— start of DATA PROVIDED —
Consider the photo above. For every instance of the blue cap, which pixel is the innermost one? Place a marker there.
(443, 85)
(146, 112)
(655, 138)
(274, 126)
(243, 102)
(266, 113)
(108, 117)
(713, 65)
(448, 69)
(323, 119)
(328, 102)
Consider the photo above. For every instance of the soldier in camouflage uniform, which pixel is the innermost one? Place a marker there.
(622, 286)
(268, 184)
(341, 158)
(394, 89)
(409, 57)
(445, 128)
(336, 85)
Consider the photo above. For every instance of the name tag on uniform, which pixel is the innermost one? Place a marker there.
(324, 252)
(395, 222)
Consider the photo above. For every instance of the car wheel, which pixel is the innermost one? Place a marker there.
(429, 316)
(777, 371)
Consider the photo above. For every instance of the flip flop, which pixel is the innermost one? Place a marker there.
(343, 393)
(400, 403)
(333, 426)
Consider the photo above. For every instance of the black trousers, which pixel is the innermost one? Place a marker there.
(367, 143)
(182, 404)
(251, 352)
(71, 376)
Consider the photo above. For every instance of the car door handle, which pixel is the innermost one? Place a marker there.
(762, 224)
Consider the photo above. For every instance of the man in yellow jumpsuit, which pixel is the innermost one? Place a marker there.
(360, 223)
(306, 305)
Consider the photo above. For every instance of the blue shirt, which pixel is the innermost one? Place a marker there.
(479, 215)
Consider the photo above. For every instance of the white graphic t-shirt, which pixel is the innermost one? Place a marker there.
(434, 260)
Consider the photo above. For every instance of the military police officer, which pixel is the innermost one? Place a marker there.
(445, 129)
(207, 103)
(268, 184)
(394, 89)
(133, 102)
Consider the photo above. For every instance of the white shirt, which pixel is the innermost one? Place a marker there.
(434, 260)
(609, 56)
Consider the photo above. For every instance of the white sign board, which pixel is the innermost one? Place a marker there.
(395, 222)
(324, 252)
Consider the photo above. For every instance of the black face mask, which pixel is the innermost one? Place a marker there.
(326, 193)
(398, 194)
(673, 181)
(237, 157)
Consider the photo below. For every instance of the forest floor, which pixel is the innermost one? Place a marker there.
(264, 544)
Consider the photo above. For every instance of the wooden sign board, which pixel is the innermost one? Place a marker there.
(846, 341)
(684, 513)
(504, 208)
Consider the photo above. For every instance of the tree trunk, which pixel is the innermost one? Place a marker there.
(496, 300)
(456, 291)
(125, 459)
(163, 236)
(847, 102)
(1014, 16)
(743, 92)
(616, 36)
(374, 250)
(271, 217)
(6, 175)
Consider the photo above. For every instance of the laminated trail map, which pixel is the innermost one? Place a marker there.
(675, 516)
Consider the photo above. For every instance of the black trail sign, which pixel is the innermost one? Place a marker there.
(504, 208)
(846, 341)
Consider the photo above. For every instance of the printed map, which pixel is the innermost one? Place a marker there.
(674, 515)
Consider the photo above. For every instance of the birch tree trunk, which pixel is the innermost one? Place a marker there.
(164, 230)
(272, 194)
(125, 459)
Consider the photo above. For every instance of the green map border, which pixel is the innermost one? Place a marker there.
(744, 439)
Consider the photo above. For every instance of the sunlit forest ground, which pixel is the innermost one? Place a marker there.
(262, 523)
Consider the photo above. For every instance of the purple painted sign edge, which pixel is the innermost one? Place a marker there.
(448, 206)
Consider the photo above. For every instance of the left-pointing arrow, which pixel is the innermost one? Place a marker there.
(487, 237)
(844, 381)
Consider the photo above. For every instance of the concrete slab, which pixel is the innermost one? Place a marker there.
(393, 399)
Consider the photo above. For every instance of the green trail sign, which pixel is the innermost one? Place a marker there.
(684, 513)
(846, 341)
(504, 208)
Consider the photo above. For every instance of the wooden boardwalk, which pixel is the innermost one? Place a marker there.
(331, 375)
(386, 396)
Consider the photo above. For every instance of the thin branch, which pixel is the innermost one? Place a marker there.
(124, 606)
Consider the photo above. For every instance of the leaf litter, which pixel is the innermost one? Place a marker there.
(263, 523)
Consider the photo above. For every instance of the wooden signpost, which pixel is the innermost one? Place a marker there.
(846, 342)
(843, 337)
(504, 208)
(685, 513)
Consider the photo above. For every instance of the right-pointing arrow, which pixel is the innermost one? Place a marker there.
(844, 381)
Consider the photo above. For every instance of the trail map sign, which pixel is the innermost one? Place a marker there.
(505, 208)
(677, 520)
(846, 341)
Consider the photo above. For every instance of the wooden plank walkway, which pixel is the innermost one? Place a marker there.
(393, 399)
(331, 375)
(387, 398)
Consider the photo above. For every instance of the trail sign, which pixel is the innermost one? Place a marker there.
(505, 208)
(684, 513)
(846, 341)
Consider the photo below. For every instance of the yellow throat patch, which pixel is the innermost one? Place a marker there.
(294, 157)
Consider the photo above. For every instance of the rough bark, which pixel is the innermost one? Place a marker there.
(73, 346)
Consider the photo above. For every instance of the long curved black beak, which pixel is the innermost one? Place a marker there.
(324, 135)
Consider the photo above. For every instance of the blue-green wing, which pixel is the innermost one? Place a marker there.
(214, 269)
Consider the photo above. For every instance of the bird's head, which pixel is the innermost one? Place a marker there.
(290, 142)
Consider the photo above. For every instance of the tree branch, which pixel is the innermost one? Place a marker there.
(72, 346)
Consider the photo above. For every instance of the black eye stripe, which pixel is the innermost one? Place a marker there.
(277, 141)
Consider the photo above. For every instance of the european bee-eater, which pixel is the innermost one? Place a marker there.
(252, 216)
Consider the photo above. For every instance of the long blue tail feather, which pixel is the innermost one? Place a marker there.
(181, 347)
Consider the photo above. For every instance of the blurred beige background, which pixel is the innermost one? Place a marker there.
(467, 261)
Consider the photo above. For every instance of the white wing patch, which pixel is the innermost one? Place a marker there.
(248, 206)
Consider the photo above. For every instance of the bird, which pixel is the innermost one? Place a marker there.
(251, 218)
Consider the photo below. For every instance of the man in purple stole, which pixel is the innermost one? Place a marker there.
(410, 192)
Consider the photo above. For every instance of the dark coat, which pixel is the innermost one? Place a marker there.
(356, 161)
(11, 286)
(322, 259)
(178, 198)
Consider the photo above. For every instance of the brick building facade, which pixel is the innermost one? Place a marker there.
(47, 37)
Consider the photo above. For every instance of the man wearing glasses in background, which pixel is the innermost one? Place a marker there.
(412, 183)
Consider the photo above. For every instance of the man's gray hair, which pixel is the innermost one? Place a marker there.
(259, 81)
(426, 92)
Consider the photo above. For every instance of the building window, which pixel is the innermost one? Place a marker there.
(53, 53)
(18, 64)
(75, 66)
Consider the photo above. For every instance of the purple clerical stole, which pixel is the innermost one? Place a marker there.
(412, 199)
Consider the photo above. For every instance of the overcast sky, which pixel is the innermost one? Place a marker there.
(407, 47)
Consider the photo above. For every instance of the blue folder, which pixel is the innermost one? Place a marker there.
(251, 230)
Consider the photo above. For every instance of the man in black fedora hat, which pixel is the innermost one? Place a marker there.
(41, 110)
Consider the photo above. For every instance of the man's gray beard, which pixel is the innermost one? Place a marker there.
— end of DATA PROVIDED —
All of the entries above need to be reproduced exactly.

Consider the photo above. For every instance of the blue cap, which pixel is the innermost one? Place a marker there.
(443, 85)
(146, 112)
(655, 138)
(274, 126)
(243, 102)
(266, 113)
(108, 117)
(713, 65)
(448, 69)
(323, 119)
(328, 102)
Consider the photo above. For every instance of the soldier in camouflage uniform, which pixel is the innermost one? Place a marker there.
(622, 286)
(268, 184)
(341, 158)
(394, 89)
(409, 57)
(445, 128)
(336, 85)
Consider the photo above. For every instance of the name tag on uniform, which pixel is the innermost one? Place a marker there.
(324, 252)
(395, 222)
Consider the photo above. For every instance of the car wheel, which pixel is the innermost one? Place a marker there.
(429, 316)
(777, 371)
Consider the photo above. For every instance of the flip flop, which pixel is the innermost one? Place a marker there.
(343, 393)
(400, 403)
(333, 426)
Consider the photo above. For every instance of the black trousers, which pixel is the innermost one? Place a marker there.
(367, 143)
(182, 404)
(251, 352)
(71, 376)
Consider the photo above. For every instance of the car door handle, which pixel is the innermost one? Place a marker there.
(762, 224)
Consider the photo above. For every instance of the man in yellow jumpsuit, which pixel is the innermost one? Place a marker there.
(360, 223)
(306, 305)
Consider the photo above. For every instance of the blue shirt, which pixel is the innermost one? Place a marker there.
(479, 215)
Consider the photo above. For every instance of the white graphic t-shirt, which pixel is the innermost one? Place a marker there.
(434, 260)
Consider the photo above. For every instance of the military police officer, which pixel is the innermost one? Place a marker there.
(445, 129)
(207, 103)
(268, 184)
(394, 89)
(133, 102)
Consider the photo above. For every instance of the white shirt, which pixel is the innermost one? Place a marker there.
(434, 260)
(609, 56)
Consider the photo above. For every instance of the white sign board, which pixel is the innermost one? Place a marker there.
(395, 222)
(324, 252)
Consider the photo above. For every instance of the black face mask, which pixel is the innermost one? Place a marker there.
(326, 193)
(398, 194)
(673, 181)
(237, 157)
Consider the photo below. For every instance of the forest floor, which pixel is the innermost one? Place a marker there.
(264, 544)
Consider the photo above. For every instance of the wooden sign board, which pixel is the innermost one? Place a marker there.
(846, 341)
(684, 513)
(504, 208)
Consider the photo above. For every instance of the tree trunk, which pixel is the innermost one? Place a marker there.
(496, 300)
(456, 291)
(125, 459)
(163, 236)
(847, 102)
(1014, 16)
(743, 92)
(616, 36)
(374, 250)
(271, 217)
(6, 175)
Consider the photo above. For every instance of the laminated trail map, which pixel is the innermost one? Place a marker there.
(675, 516)
Consider the photo above. For every instance of the black trail sign, which pixel is the innermost one? Place a marker there.
(504, 208)
(846, 341)
Consider the photo above. For every instance of the printed map, which pixel is the innermost one? Place a marker there.
(674, 515)
Consider the photo above. For every instance of the birch tree trunk, which pixel is the innermost one? Place a marker there.
(164, 230)
(272, 194)
(125, 459)
Consider the photo above. For every instance of the green map border, which pixel is the innermost one? Place a marker there.
(744, 439)
Consider the photo above. For every instance of the sunlit forest ground, which pixel is the innermost one? Place a marker there.
(262, 523)
Consider the photo above. For every instance of the purple painted sign edge, which pixel is the innermost one? Place a marker there.
(448, 206)
Consider the photo above. For every instance of the left-pointing arrow, which pixel is the innermost one? Place a marker there.
(487, 237)
(844, 381)
Consider the photo above. For every instance of the concrete slab, which pixel is the innermost one? Place a marker there.
(393, 399)
Consider the photo above. For every instance of the green trail sign, which pixel is the innermost one? Place a marker there.
(684, 513)
(846, 341)
(504, 208)
Consider the photo above. For every instance of the wooden boardwalk, which pixel is the innermost one? Place a marker there.
(331, 375)
(386, 396)
Consider the photo above. For every instance of the thin branch, which pixel is the innermost one? Place a marker there.
(124, 606)
Consider the photo above. For every instance of the leaf litter, which pixel is the innermost one? Place a marker there.
(263, 523)
Consider the photo above. For every instance of the wooden signpost, which pixel is the innermost one? Place a marker there.
(846, 342)
(843, 337)
(504, 208)
(685, 513)
Consider the photo above. For every instance of the right-pointing arrow, which pixel is the innermost one? Place a marker there.
(844, 381)
Consider the photo above. For every instance of the trail map sign, which pixel is the innermost one? Place a marker there.
(505, 208)
(677, 520)
(846, 341)
Consider the photo above. For every instance of the wooden plank walkway, which pixel is the innermost one? Place a marker there.
(393, 399)
(331, 375)
(387, 398)
Consider the photo above. For every instance of the trail sign, which pixel is the innermost one? Place a marker there.
(505, 208)
(684, 513)
(846, 341)
Consider the photo below. For every instance of the yellow throat patch, which pixel is the innermost one? Place a marker there.
(294, 157)
Consider the photo above. For every instance of the rough bark, which pixel is the innermost one? Place a marker there.
(73, 346)
Consider the photo above. For every instance of the long curved black beak, which pixel is the innermost one? Place a marker there.
(324, 135)
Consider the photo above. For every instance of the blue-green wing, which pixel is the innermost one? Place a marker there.
(214, 269)
Consider the photo above. For every instance of the bird's head, which pixel is the innermost one? Place a marker there.
(290, 142)
Consider the photo above. For every instance of the tree branch, which pixel is the innermost one? Place a marker there.
(72, 346)
Consider the photo above. For every instance of the black eye stripe, which pixel is the innermost one? Place a marker there.
(277, 141)
Consider the photo above. For every instance of the european bee-eater, which pixel is the innermost one? Place a marker there.
(252, 216)
Consider the photo above. For every instance of the long blue tail feather, which pixel is the innermost one? Place a marker there.
(181, 347)
Consider the photo above. For every instance of the blurred beige background, which pixel is the innermost one? Place a marker there.
(467, 261)
Consider the photo above. For every instance of the white wing patch, which pixel is the innermost one? Place a marker there.
(248, 206)
Consider the photo above. For every instance of the bird, which pixel is the innermost one? Place a marker there.
(251, 218)
Consider the photo below. For every instance of the man in purple stole, which pixel is the innermost one? Place a marker there.
(410, 192)
Consider the photo above. For every instance of the dark coat, which pixel is the innermost one? Place a marker there.
(356, 161)
(11, 286)
(322, 259)
(178, 198)
Consider the photo above. For every instance of the brick building facade, which pixel is the innermost one? Place a marker there.
(47, 37)
Consider the photo above. For every instance of the man wearing glasses in background, which pixel is the innermost one? Place a marker there.
(412, 183)
Consider the photo above. For every instance of the man's gray hair, which pixel is the innermost one? Place a marker there.
(259, 81)
(426, 92)
Consider the photo above. For every instance of the building window, which pixel is the innermost one? Place a marker there.
(53, 53)
(18, 64)
(75, 66)
Consider the photo above. For every instance of the purple clerical stole, which pixel is the innermost one? Place a marker there.
(412, 199)
Consider the photo above. For every instance of the overcast sky, which pixel is the innermost one? Place a marker there.
(407, 47)
Consider the photo above. For every instance of the blue folder, which pixel is the innermost one? Place a marker there.
(251, 230)
Consider the photo above. For every instance of the man in black fedora hat, which pixel is the innermost one? Place a marker there.
(41, 110)
Consider the photo above. For every instance of the man's gray beard, which pixel is the innermost one? Place a marker there.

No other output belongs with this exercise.